• GIVEN PROBLEM A: Report only the number of lines in the records that contain the string "looks". Case counts.
━━━━━ SOURCE DOCUMENT ━━━━━
That may help explain why performances they give are very rich and unaffected, although if you’ve ever tried to play yourself and make it look convincing on video, you’ll know that it is no mean feat. The woman who plays the mother of the young chief-to-be (the film was originally subtitled l’enfance d’un chef) is especially effective, with eyes that convey pages of dialogue in a glance. Even the yaks in this film exude personality.

The main attractions, however, are the incredible, often stark beauty of the landscape, shot like you’d expect a National Geographic photographer to shoot them, and the sheer disconnect between the world these people inhabit and the one we live in. Until a screw-cap bottle makes a brief appearance halfway through the movie, and in fact in its entirety otherwise, it could have been set any time in the last thousand years or so. I’m sure anything that would locate the story more in the present were intentionally removed from the film, but a survey of Flickr pictures tagged ‘Dolpa’ indicates it probably wasn’t a very hard job.

At one point, the child at the center of the film, who is heading down from the mountain village for the first time, asks his elder brother, a painter and monk, what he is drawing. “A tree”, he replies. The boy asks if he has ever seen one, and his brother, who has lived in the monastery since he was eight, replies, “no, but my master taught me how to draw it.”

That’s the kind of world they live in, and it is not the least of this movie’s accomplishments to afford us a rare, spectacular look into it.

Oh, and while I’m at it, Manohla Dargis can suck my nuts.  That bitch wouldn’t know a good movie if it bit her in the ass.
━━━━━
• GIVEN PROBLEM B:
Answer these questions from the film review:
(i) What was the film originally subtitled?
(ii) What object makes a brief appearance halfway through the movie?
(iii) Since what age has the elder brother lived in the monastery?
━━━━━ EXTRACTED DATA ━━━━━
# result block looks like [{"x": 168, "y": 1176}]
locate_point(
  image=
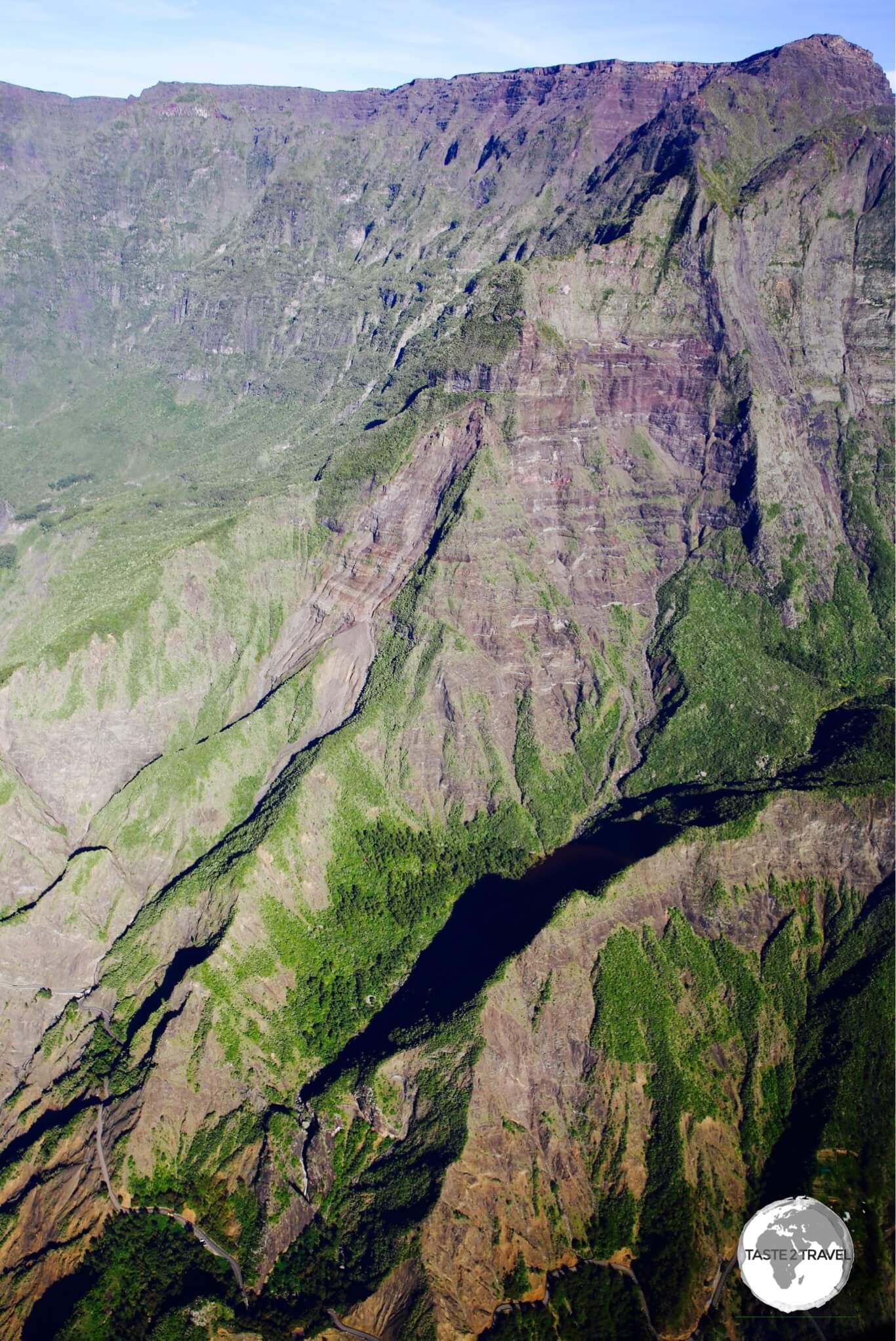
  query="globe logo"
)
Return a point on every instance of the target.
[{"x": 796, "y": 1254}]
━━━━━
━━━━━ EXTRACTED DATA ━━━━━
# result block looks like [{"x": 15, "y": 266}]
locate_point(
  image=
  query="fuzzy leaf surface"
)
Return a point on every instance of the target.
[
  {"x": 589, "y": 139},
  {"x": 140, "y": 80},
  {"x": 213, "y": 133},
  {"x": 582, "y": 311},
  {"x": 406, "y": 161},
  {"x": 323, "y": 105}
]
━━━━━
━━━━━ EXTRACTED DATA ━━━━━
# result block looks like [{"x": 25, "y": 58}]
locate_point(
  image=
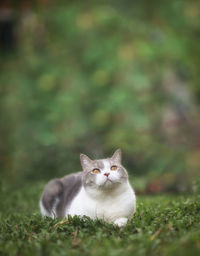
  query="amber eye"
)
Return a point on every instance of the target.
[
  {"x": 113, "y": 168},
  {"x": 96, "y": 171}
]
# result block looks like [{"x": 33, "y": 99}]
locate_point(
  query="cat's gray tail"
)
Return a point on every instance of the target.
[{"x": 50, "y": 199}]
━━━━━
• FINAL ANSWER A: 4

• FINAL ANSWER B:
(i) l'enfance d'un chef
(ii) A screw-cap bottle
(iii) Since he was eight